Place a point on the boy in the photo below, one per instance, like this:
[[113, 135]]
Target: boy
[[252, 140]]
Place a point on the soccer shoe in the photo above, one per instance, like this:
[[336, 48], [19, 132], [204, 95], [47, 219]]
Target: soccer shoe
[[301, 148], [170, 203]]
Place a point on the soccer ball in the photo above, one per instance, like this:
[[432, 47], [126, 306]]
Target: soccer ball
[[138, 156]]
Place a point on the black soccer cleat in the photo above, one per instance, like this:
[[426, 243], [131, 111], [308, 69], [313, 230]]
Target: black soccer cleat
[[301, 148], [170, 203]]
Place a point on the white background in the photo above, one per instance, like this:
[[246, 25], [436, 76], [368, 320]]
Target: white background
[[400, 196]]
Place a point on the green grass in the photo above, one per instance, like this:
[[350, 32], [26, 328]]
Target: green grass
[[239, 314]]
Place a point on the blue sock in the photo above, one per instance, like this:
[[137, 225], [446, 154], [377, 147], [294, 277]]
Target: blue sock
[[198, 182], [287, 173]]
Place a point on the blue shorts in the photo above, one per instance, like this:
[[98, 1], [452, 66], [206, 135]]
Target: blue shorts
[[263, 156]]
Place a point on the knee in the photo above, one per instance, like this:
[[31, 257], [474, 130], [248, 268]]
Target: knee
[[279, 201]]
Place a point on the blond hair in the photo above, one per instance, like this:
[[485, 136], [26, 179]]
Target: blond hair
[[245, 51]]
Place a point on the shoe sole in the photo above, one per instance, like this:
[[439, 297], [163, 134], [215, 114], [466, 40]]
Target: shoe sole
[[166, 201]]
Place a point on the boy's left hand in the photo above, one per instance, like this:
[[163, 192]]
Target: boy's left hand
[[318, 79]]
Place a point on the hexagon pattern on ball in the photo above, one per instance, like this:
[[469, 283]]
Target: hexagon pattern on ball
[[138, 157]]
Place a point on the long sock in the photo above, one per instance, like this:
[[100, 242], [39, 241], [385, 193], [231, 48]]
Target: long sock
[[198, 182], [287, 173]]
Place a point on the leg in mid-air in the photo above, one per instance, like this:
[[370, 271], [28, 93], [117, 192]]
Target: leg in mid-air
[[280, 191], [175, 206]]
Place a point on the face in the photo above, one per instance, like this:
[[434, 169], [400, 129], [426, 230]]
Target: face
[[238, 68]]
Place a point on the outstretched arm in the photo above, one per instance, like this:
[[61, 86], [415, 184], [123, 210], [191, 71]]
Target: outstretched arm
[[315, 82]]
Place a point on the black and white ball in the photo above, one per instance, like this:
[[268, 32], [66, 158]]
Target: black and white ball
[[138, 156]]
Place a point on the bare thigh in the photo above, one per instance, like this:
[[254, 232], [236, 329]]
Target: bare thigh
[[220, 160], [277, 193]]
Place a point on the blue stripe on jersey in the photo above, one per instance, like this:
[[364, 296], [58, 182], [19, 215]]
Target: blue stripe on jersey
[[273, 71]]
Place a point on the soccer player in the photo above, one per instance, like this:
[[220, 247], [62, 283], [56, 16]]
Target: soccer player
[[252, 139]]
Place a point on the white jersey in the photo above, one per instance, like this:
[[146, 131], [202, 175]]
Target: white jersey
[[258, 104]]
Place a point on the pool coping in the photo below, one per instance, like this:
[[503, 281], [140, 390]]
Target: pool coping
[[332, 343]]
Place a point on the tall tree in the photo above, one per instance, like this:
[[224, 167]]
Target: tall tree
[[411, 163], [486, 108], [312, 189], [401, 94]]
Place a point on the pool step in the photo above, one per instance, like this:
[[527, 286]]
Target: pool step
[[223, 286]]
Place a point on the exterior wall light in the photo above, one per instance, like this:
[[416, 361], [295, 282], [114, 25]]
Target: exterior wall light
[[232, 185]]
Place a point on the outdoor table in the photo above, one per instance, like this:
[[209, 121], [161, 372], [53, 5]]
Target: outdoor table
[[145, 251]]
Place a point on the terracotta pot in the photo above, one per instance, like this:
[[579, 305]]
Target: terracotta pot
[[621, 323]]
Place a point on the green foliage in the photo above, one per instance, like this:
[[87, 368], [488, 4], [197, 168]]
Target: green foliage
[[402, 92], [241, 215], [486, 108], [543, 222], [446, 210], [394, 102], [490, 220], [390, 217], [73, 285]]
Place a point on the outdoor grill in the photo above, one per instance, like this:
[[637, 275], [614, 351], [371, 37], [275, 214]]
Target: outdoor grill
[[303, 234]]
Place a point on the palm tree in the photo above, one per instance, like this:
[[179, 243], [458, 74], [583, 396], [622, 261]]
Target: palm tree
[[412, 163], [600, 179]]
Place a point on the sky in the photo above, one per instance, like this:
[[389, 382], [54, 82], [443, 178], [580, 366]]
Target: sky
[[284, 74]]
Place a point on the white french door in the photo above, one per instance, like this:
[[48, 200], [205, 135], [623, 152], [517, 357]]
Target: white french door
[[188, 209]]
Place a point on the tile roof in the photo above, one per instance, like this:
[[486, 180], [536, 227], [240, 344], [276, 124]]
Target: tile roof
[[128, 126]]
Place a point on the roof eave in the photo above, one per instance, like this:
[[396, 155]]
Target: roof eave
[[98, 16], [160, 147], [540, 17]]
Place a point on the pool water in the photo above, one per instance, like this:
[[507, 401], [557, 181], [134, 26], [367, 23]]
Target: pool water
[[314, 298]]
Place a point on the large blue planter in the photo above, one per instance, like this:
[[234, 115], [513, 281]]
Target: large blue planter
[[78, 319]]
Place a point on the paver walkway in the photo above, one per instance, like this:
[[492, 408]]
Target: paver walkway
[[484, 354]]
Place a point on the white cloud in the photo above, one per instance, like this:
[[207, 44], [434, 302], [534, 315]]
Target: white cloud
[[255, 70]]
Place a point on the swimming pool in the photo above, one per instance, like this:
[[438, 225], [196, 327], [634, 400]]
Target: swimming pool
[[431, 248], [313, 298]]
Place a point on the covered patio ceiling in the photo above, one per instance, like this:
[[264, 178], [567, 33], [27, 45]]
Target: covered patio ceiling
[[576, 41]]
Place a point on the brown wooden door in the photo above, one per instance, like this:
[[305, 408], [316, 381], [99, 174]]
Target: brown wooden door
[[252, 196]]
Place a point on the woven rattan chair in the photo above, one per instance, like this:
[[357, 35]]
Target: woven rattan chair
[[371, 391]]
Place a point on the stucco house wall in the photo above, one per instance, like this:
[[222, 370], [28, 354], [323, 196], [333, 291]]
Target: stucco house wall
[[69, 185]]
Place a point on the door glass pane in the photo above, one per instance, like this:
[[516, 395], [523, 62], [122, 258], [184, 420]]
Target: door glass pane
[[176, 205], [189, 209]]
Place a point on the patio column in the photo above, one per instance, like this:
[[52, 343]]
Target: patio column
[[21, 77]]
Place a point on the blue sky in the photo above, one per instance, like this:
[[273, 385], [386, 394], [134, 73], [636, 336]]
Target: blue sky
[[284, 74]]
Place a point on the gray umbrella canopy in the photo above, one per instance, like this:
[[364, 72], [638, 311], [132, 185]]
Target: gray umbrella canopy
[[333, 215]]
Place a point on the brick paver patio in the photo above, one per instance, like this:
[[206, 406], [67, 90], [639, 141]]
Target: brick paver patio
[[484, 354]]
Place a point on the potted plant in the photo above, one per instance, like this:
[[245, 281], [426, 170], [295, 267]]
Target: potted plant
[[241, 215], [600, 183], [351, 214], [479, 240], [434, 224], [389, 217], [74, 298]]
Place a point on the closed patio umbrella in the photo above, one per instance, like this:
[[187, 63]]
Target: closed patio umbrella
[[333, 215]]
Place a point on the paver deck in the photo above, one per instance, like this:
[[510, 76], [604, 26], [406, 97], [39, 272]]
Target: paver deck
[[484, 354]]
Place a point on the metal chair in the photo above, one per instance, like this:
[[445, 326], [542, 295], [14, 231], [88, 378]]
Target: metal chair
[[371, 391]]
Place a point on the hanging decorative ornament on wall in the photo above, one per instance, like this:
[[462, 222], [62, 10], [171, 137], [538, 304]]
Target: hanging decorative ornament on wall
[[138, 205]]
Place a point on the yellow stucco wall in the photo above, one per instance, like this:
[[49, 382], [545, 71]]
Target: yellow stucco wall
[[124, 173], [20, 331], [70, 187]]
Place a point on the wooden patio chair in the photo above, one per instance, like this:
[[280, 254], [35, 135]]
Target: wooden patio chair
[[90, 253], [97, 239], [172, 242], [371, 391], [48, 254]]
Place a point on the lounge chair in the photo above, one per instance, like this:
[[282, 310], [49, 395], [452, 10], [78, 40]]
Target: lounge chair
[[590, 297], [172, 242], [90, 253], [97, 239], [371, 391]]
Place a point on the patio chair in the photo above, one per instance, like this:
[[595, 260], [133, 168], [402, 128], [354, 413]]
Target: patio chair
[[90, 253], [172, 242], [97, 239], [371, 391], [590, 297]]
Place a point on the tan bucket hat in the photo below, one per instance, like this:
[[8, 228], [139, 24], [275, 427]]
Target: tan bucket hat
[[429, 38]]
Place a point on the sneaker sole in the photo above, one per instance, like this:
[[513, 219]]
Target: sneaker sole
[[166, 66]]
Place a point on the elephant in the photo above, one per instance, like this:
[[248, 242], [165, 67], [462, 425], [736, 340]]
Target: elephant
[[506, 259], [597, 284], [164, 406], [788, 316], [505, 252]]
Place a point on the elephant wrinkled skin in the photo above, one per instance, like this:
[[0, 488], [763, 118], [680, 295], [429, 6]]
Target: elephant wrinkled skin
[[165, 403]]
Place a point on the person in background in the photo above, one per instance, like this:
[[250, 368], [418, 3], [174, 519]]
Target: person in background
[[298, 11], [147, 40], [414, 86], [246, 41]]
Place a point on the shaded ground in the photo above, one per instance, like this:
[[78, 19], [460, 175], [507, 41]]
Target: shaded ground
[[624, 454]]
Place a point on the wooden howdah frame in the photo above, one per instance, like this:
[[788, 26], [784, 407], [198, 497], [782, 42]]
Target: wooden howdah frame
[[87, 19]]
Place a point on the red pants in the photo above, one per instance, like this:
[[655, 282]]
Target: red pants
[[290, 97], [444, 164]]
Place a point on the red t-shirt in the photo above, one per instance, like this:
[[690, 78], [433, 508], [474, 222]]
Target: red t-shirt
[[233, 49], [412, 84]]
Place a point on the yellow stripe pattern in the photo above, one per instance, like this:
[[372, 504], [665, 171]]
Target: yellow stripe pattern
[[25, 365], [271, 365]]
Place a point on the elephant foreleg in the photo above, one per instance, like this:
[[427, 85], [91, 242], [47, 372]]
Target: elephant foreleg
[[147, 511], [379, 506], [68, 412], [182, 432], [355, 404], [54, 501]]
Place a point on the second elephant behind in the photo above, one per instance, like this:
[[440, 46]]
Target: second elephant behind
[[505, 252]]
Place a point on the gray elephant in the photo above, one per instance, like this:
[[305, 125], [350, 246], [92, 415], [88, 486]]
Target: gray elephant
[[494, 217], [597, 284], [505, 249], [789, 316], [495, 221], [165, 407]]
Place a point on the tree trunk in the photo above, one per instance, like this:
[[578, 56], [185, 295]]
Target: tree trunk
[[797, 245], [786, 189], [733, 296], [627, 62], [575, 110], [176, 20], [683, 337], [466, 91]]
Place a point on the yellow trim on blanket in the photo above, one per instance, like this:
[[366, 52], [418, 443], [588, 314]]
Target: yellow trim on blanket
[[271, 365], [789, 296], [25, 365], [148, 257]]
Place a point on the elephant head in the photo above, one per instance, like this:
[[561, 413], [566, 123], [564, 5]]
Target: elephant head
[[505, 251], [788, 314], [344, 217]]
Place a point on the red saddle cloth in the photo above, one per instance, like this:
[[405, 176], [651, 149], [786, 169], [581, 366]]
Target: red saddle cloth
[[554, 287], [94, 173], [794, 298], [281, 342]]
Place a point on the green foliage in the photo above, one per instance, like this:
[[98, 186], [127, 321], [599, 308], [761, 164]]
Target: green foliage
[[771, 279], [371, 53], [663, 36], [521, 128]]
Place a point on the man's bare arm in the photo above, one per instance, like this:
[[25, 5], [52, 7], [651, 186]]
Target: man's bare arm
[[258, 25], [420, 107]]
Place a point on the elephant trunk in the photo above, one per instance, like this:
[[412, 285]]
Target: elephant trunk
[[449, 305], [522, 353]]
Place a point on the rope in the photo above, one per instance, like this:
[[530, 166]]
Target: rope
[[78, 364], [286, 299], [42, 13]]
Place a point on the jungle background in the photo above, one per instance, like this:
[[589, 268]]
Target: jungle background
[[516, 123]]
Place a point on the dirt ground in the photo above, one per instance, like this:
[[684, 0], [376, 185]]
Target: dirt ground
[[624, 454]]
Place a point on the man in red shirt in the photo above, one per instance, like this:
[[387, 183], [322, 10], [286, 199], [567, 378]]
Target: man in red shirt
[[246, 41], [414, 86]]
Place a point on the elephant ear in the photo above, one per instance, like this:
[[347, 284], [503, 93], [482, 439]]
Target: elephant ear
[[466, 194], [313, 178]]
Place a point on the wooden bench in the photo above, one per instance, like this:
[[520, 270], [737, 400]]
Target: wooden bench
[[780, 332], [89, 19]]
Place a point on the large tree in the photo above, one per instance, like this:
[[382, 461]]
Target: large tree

» Exercise brief: Return, word for word, the lines of the data above from the line with "[[245, 281], [426, 170], [295, 267]]" through the line with "Place a point on the elephant wrinkled", inclusive.

» Answer for this exercise:
[[245, 281], [426, 170], [295, 267]]
Target: potted plant
[[241, 215], [600, 183], [351, 214], [479, 240], [434, 224], [389, 217], [74, 298]]
Place a point on the closed patio umbrella in the photo above, one per instance, like this:
[[187, 63]]
Target: closed patio umbrella
[[333, 215]]
Place a point on the paver deck in the photo above, one per instance, like this:
[[510, 76], [604, 26], [406, 97], [39, 272]]
Target: paver deck
[[484, 354]]
Place a point on the metal chair in the photo above, one per instance, like this:
[[445, 326], [542, 295], [14, 231], [88, 378]]
Target: metal chair
[[371, 391]]
Place a point on the hanging decorative ornament on wall in the photo above, one per instance, like this:
[[462, 222], [62, 10], [171, 137], [538, 304]]
Target: hanging decorative ornament on wall
[[138, 205]]
Place a point on the yellow stucco wall in the photo above, one per instance, like this:
[[49, 382], [545, 71]]
Target: yellow stucco wall
[[124, 173], [20, 331], [70, 187]]
Place a point on the wooden patio chair in the photo above, one per instance, like this:
[[280, 254], [35, 135]]
Target: wooden patio chair
[[90, 253], [97, 239], [172, 242], [371, 391], [48, 254]]
Place a point on the lounge chair in the photo above, one per instance, like this:
[[282, 310], [49, 395], [452, 10], [78, 40]]
Target: lounge chair
[[590, 297], [172, 242], [90, 253], [97, 239], [371, 391]]
Place a point on the patio chair in the photo above, one per instance, like this:
[[595, 260], [133, 168], [402, 128], [354, 413]]
Target: patio chair
[[90, 253], [172, 242], [97, 239], [371, 391], [590, 297]]
Place a point on the tan bucket hat in the photo below, one per instance, like this:
[[8, 228], [139, 24], [275, 427]]
Target: tan bucket hat
[[429, 38]]
Place a point on the sneaker sole in the photo above, one per instance, like this:
[[513, 219]]
Target: sneaker sole
[[166, 66]]
Place a point on the elephant in the photo above, one per instance, like this:
[[248, 242], [165, 67], [462, 425], [736, 340]]
Target: elephant
[[506, 259], [597, 284], [164, 406], [788, 316], [505, 252]]
Place a point on the elephant wrinkled skin in the photo above, one per instance, like this:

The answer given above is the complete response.